Data entries:
————————
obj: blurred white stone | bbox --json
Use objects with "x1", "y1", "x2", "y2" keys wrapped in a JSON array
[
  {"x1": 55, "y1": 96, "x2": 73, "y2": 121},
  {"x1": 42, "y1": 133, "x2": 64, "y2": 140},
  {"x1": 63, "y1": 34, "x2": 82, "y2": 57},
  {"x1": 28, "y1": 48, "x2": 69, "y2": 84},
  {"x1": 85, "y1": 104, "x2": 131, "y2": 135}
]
————————
Please reproduce the listing with "white" swapped for "gray", keeping everything else the same.

obj: blurred gray stone | bbox --json
Use objects with "x1", "y1", "x2", "y2" keys wrapped in a JSON array
[
  {"x1": 55, "y1": 96, "x2": 73, "y2": 121},
  {"x1": 42, "y1": 133, "x2": 64, "y2": 140},
  {"x1": 63, "y1": 34, "x2": 82, "y2": 57},
  {"x1": 28, "y1": 48, "x2": 69, "y2": 84},
  {"x1": 85, "y1": 104, "x2": 131, "y2": 135}
]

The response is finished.